• [TASKS TO CARRY OUT]:
[1] Answer these questions using the article on Princess Helen Shah:
(a) In what building was she born?
(b) On what date did she marry Prince Basundhara?
(c) During which years was she chairman of the Nepal Red Cross Society?
[2] Output word for word everything in the article on Princess Helen Shah from "Princess Helen Rajya" down to "Jyotshana of Nepal.".
[3] Pick up the article on Princess Helen Shah after its final sentence and keep writing it.

Princess Helen Rajya Lakshmi Devi Shah of Nepal (September 21, 1932 – September 12, 2007) was a member of the former Nepalese royal family. She was the wife of Prince Basundhara of Nepal, a son of King Tribhuvan of Nepal and his second wife, Queen Ishwari.

Life
Princess Helen Shah was born at the Bahadur Bhawan, Kathmandu. She was the younger daughter of General Nara Shamsher Jang Bahadur Rana, KCVO, sometime Inspector-General of the Royal Nepal Police, by his first wife, Uma Rajya Lakshmi, of Doti.

She married Prince Basundhara on June 17, 1945 in Kathmandu.

They had three children:

Princess Jayanti of Nepal (1946–2001), she was killed in the Nepalese royal massacre.
Mrs. Ketaki Chester (born on 14 January 1948 in Kathmandu), she renounced her title on her second marriage to a British airline pilot. 
Princess Jyotshana of Nepal.

Princess Helen Shah was the chairman of Nepal Red Cross Society from 1981 to 1990. From 1977 to 1990, she was a member of Raj Shabha. She worked to promote tourism and raised awareness about women's rights.

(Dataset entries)
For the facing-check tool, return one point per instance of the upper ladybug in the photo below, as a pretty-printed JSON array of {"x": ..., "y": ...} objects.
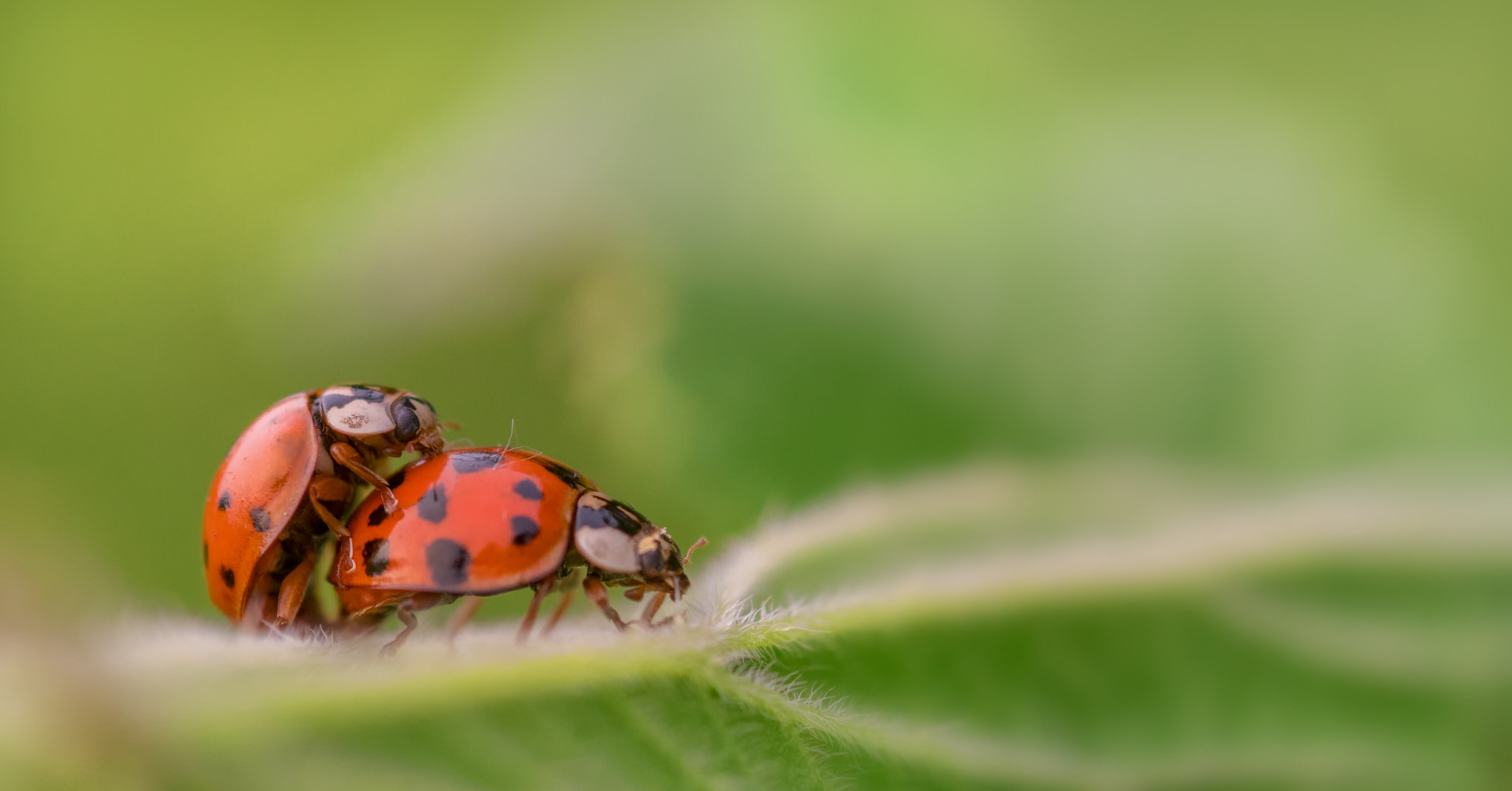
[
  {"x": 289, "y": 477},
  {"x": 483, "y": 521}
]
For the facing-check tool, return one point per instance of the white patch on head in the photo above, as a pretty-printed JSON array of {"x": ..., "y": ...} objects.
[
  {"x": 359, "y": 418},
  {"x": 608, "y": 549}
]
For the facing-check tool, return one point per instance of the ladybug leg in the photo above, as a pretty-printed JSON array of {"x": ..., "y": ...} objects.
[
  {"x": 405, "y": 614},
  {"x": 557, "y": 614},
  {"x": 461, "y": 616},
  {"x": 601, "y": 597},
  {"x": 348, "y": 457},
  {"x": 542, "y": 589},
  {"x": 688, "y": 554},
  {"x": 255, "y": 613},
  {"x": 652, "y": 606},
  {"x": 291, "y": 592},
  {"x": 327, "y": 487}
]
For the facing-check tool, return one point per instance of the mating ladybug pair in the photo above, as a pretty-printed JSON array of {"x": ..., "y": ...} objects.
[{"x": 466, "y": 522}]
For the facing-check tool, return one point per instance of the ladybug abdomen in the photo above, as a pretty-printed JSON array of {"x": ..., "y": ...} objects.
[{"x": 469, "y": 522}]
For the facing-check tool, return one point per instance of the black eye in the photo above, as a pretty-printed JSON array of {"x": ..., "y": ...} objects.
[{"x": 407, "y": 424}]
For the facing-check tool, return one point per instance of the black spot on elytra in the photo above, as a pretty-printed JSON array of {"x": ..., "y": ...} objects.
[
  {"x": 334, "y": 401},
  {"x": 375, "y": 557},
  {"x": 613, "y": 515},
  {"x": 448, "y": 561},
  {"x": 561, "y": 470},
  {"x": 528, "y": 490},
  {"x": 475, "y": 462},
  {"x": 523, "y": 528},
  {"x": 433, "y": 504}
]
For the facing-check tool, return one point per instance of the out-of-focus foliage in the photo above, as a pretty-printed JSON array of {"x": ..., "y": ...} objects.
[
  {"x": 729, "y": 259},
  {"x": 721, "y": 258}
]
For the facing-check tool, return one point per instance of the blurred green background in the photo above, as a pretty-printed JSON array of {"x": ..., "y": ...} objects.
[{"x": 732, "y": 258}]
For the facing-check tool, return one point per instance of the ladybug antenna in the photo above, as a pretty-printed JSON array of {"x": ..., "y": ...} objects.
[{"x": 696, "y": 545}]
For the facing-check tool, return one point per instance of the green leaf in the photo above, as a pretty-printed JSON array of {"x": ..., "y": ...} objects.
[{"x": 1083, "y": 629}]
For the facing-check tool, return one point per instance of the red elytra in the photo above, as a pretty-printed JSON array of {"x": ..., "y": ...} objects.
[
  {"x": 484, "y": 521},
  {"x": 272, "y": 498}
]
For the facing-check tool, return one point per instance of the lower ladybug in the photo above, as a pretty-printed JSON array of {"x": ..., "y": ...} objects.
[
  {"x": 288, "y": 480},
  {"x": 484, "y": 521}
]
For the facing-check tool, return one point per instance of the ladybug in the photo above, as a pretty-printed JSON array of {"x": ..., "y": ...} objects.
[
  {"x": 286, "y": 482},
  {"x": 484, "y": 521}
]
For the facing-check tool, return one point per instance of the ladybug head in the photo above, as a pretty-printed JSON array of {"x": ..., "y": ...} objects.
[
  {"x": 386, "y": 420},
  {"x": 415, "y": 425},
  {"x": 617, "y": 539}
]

...

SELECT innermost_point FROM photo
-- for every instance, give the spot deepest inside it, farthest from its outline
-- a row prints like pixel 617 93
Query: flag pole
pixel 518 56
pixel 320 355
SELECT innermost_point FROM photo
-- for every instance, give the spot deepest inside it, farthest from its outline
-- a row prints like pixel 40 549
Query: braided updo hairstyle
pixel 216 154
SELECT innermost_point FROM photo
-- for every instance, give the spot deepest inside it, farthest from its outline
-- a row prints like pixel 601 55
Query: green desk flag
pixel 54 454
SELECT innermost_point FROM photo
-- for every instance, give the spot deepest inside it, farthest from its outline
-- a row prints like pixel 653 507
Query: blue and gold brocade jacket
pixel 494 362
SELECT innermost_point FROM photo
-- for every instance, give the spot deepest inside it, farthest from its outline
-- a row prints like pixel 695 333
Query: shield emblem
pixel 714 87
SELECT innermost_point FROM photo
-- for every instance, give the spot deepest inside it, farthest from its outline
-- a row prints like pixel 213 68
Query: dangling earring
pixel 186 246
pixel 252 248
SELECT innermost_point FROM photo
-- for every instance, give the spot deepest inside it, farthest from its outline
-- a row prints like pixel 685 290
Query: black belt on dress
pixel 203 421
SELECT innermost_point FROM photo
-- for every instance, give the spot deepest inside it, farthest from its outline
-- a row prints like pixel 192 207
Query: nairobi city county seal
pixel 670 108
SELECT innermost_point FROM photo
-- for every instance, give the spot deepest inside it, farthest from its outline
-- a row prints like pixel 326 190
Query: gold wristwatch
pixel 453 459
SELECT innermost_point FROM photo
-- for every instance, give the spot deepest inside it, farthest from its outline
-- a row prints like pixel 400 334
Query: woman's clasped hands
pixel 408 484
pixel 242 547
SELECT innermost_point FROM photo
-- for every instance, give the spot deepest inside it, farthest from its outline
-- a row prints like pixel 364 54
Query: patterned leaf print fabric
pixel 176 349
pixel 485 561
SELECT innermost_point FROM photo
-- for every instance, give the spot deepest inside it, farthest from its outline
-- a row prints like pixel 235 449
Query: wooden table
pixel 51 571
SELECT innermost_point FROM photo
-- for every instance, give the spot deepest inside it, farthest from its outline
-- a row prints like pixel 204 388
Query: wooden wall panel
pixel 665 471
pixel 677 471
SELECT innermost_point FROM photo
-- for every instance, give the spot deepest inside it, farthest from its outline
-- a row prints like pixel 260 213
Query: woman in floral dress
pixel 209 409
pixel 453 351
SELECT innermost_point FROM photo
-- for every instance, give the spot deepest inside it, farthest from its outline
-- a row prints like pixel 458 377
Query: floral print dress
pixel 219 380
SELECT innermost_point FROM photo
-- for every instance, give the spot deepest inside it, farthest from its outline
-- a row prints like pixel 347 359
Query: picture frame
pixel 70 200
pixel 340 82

• [OUTPUTS BY TASK]:
[1]
(a) The Bahadur Bhawan, Kathmandu
(b) June 17, 1945
(c) 1981 to 1990

[2]
Princess Helen Rajya Lakshmi Devi Shah of Nepal (September 21, 1932 – September 12, 2007) was a member of the former Nepalese royal family. She was the wife of Prince Basundhara of Nepal, a son of King Tribhuvan of Nepal and his second wife, Queen Ishwari.

Life
Princess Helen Shah was born at the Bahadur Bhawan, Kathmandu. She was the younger daughter of General Nara Shamsher Jang Bahadur Rana, KCVO, sometime Inspector-General of the Royal Nepal Police, by his first wife, Uma Rajya Lakshmi, of Doti.

She married Prince Basundhara on June 17, 1945 in Kathmandu.

They had three children:

Princess Jayanti of Nepal (1946–2001), she was killed in the Nepalese royal massacre.
Mrs. Ketaki Chester (born on 14 January 1948 in Kathmandu), she renounced her title on her second marriage to a British airline pilot. 
Princess Jyotshana of Nepal.

[3]
On the evening of June 1, 2001, ten members of the Nepalese royal family were murdered, reportedly by the Crown Prince Dipendra. Princess Jayanti, the eldest daughter of Princess Helen, was one of the ten people who died. Princess Helen's second daughter, Ketaki, was also wounded, but survived. During the massacre, Princess Helen Shah was with her sister-in-law, Queen Mother Ratna (the widow of King Mahendra), in the anteroom, and thus the two women survived. They heard the gunshots but did not take them seriously. A few minutes later, Prince Paras came and told the two women what had happened.

Princess Helen Shah established the Jayanti Memorial Trust (JMT) in memory of her eldest daughter Princess Jayanti, who was killed in the royal massacre. The trust works to fight against cardiac diseases. Princess Jayanti had worked hard to help heart patients and making cardiac treatment more affordable and reachable to the common people of Nepal.

Princess Helen owned Hotel de l'Annapurna, one of the five-star hotels in the capital, the travel agency "Yeti Travels" and a resort in Pokhara, Fishtail Lodge, which was frequently targeted by the Maoist guerrillas during the decade-old insurgency.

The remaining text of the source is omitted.